[[ SOURCE TEXT open ]]

Tuesday, October 14, 2025

On the economy, Trump says he "inherited a mess"

Donald Trump recently said this of Argentina's president, Javier Milei: "He, like us, inherited a mess."

Yes indeed, Donald Trump inherited an economic mess. How big a mess was it?

On October 19, 2024, in the waning months of the Biden administration, The Economist produced a special issue with the headline "The envy of the world."

"The American economy has left other rich countries in the dust," proclaimed one of the issue's headlines. Another was "American productivity still leads the world." A third was "What can stop the American economy now?"

This was just a couple of weeks before the presidential election. After Trump took office we have been getting a pretty good sense of what could stop the American economy.

The "mess" that Trump says he "inherited" included declining inflation. As Trump took office, inflation was slightly above the Fed's target, but was on a downward trajectory. The Fed accordingly cut interest rates three times in 2024, by a total of one point. Recall that prices had soared a few years earlier as a consequence of pandemic-related supply chain issues, but had been steadily falling since then under the Fed's monetary supervision.

As Trump was being sworn in, Biden had created two million jobs in 2024, for a monthly average of more than 167,000. He created 16.1 million jobs over his four years in office, a feat unmatched by any other American president in history. That's a jaw-dropping monthly average of 336,000. Over four years.

That was the mess that Trump inherited.

In point of fact, the U.S. led the world in the post-pandemic economic recovery during Biden's presidency. That was the endowment bequeathed to Trump. So what has he done with it? He created a total of 487,000 jobs in his first seven months. That's a monthly average of just 70,000. The unemployment rate has risen from 4.0 percent in January to 4.3 percent now. The inflation rate has bottomed out and is now edging higher once again. Trump has imposed sweeping tariffs that are already causing consumer prices to rise, and we're just in the early stage. It will get worse.

[[ SOURCE TEXT closed ]]
[[ SUPPLIED ENTRIES open ]]

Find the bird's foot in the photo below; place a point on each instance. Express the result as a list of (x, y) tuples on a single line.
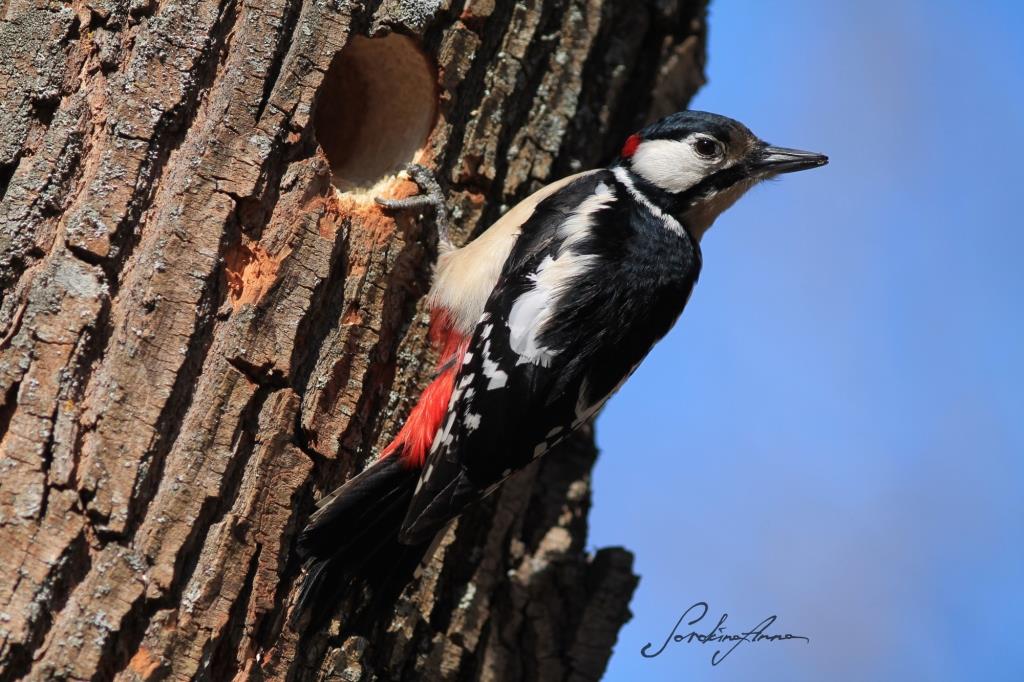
[(430, 197)]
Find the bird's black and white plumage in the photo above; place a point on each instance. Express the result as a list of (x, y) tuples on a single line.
[(540, 321)]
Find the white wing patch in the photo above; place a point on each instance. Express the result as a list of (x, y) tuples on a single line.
[(534, 308)]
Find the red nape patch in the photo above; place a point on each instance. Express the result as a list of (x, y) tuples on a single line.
[(632, 142), (418, 432)]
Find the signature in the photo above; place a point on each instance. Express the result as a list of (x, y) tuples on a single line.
[(717, 634)]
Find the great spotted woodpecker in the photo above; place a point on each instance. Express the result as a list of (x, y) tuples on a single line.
[(538, 322)]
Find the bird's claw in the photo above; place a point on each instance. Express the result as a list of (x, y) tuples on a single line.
[(430, 197)]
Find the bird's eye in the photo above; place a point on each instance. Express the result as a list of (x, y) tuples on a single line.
[(707, 147)]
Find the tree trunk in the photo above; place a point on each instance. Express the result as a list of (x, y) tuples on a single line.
[(206, 324)]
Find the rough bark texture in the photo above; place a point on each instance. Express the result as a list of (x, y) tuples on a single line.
[(200, 335)]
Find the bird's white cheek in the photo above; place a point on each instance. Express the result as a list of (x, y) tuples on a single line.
[(671, 165)]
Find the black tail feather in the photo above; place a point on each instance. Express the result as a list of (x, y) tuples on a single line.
[(351, 542)]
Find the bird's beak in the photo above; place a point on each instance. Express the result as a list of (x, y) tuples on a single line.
[(774, 160)]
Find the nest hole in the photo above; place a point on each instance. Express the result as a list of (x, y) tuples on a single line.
[(376, 109)]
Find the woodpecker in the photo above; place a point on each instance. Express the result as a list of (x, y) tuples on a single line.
[(538, 323)]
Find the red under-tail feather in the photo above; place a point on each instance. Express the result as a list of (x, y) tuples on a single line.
[(418, 432)]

[[ SUPPLIED ENTRIES closed ]]

EXERCISE REQUIREMENTS:
(1) According to the economy text, how many jobs did Biden create over his four years in office?
(2) Update the economy text between "On the economy, Trump" and "mess was it?", inclusive, replacing "mess" with "disaster".
(3) Write the next part of the piece on the economy Trump inherited, picking up after its last sentence.

ANSWER LIST:
(1) 16.1 million jobs.

(2)
On the economy, Trump says he "inherited a disaster"

Donald Trump recently said this of Argentina's president, Javier Milei: "He, like us, inherited a disaster."

Yes indeed, Donald Trump inherited an economic disaster. How big a disaster was it?

(3)
According to The Hill, a new Goldman Sachs analysis says that American consumers will pay 55 percent of the tariff cost this year. American businesses will eat 22 percent of those costs, and foreign exporters will eat 18 percent. Tariffs are an extremely regressive tax on consumers, because low and middle income persons pay a far higher proportion of their income on such taxes than do rich persons. The Yale Budget Lab estimates the short-run price increase from tariffs at 1.7%, which represents a $2,400 annual average cost per household.

The value of the U.S. dollar has declined by approximately 10 to 11 percent during Trump's second term so far. This decline is the steepest for the first half of a year since 1973. The drop reflects a weakening dollar against a basket of major currencies, including the Euro, Japanese yen, British pound, Canadian dollar, Swedish krona, and Swiss franc. Whatever your opinion about this—Trump actually wants a weaker dollar—it does represent less buying power for U.S. consumers at a time when prices are already rising for other reasons. Reasons for the dollar decline include uncertainty over Trump's chaotic and frequently shifting policies (especially on tariffs), plus the large debt increases baked into Trump's "One Big Beautiful Bill" that overwhelmingly benefits the rich. Other concerns include Trump's meddling with the Federal Reserve. All these factors make investors jittery and less inclined to hold dollar-denominated assets than they otherwise would be.

And whatever you think of Trump's immigration policy (which Pope Leo recently suggested involves "inhuman treatment of immigrants"), mass deportations undeniably make the economy smaller by removing both workers and consumers.

Trump has always made assertions about the economy that are untethered from reality—assertions that aggrandize his own accomplishments and deflect blame from his failures. Bad things are thrown into his lap and he heroically fixes them in unprecedented fashion. His "inherited mess" excuse is more of the same. In February 2019 I wrote of the absurdity of Trump's claiming he had launched an "economic miracle" (Trump's words). Not only did Obama consistently create more jobs than Trump, but GDP growth during Trump's first term was quite unspectacular as well, approximately matching Obama's second term performance.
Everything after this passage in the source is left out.